━━ TASK INPUT

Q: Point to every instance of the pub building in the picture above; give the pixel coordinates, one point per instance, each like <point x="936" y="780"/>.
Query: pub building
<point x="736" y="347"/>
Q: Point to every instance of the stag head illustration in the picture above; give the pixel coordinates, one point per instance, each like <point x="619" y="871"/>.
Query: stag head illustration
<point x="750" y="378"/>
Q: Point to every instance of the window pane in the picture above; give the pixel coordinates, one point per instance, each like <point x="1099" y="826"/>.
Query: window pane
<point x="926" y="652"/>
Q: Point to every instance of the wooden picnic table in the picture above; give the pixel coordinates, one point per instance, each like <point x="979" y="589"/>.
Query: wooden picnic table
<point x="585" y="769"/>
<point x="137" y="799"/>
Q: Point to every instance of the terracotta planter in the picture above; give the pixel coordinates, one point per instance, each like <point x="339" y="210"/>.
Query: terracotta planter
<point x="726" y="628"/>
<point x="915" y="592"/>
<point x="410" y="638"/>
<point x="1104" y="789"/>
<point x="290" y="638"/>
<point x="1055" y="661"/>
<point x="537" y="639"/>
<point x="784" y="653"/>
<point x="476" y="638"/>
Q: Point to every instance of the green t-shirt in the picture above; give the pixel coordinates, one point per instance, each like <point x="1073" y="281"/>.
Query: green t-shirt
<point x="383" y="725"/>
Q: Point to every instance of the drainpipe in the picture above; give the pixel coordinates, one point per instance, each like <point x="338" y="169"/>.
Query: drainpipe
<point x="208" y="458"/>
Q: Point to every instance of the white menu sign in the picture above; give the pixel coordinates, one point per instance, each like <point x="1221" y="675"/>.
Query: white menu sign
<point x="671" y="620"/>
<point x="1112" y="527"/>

━━━━
━━ TASK INPUT

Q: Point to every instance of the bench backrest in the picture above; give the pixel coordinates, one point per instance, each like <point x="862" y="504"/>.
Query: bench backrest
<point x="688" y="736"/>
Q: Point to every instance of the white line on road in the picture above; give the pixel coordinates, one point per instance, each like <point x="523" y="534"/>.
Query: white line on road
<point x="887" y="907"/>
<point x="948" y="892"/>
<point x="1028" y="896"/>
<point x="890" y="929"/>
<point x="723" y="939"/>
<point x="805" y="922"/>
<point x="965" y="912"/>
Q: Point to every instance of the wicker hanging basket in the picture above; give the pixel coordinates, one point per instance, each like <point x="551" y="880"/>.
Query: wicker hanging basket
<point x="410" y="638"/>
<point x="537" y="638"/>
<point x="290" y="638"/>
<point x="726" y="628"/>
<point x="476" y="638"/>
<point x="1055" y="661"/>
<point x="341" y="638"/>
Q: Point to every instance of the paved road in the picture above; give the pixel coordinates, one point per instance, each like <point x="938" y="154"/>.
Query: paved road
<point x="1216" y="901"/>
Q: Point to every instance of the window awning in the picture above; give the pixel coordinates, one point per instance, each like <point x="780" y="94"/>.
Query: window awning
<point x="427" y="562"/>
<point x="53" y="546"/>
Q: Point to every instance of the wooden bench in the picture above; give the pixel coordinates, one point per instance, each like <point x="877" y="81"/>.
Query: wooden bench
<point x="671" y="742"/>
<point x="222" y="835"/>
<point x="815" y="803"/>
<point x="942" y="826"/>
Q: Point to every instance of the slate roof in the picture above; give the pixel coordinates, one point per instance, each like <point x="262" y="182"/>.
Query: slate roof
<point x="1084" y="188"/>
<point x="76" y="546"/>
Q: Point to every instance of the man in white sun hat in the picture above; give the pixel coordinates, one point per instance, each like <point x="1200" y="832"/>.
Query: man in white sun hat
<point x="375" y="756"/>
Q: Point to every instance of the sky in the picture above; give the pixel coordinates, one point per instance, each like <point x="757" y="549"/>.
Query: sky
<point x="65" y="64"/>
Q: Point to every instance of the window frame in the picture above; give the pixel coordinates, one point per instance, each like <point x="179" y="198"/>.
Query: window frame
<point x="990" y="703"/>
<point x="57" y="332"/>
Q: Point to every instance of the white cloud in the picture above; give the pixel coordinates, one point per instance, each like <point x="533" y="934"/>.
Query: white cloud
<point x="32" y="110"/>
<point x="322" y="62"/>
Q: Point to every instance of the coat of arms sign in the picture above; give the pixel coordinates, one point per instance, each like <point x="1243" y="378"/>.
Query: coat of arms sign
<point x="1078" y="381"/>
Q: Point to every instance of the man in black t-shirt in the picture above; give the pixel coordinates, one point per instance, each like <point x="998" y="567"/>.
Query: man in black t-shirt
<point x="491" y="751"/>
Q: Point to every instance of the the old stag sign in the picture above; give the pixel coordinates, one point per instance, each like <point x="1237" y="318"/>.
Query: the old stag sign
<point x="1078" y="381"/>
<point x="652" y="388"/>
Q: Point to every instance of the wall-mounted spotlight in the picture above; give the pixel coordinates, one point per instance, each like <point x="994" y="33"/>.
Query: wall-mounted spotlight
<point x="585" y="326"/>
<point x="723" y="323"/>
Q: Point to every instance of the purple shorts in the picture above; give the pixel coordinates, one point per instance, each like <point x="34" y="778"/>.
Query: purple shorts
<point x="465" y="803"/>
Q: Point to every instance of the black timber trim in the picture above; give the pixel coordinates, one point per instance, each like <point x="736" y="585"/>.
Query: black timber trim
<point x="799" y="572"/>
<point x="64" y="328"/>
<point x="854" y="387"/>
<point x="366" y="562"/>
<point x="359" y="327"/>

━━━━
━━ TASK INPUT

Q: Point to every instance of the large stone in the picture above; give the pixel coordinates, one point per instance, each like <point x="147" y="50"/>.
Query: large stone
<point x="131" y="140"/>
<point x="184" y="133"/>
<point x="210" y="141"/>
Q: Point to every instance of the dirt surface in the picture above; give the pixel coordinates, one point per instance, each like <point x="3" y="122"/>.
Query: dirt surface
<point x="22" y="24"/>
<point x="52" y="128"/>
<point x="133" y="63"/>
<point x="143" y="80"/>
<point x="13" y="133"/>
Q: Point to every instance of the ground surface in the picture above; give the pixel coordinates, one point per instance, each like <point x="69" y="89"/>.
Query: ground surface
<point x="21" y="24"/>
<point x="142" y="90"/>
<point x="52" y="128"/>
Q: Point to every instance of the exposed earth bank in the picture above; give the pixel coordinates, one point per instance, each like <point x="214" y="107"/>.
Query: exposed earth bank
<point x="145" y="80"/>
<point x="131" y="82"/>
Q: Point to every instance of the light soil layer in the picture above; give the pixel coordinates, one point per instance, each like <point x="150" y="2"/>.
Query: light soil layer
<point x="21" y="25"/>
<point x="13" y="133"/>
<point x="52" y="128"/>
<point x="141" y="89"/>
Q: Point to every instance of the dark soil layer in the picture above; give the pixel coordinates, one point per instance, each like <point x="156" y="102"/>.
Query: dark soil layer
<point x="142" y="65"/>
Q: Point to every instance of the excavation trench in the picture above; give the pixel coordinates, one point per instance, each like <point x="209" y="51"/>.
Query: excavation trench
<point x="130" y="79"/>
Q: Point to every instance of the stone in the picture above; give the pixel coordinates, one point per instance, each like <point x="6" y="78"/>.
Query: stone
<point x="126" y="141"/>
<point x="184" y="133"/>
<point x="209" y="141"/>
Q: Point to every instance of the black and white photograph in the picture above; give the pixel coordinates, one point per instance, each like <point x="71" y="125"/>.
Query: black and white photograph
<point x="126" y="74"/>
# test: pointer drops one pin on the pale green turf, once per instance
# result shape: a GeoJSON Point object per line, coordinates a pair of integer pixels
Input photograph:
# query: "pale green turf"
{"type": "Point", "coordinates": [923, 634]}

━━━━

* **EXERCISE GOAL**
Give only the lines from the one holding "Query: wicker hanging basket" through the one holding "Q: Point to every instance of the paved", each restated exactly as it appears above.

* **RESPONSE FOR THIS EXERCISE**
Query: wicker hanging basket
<point x="410" y="638"/>
<point x="537" y="638"/>
<point x="290" y="638"/>
<point x="726" y="628"/>
<point x="476" y="638"/>
<point x="1055" y="661"/>
<point x="341" y="638"/>
Q: Point to every instance of the paved road in the picture above; give the pixel coordinates, one point per instance, each like <point x="938" y="154"/>.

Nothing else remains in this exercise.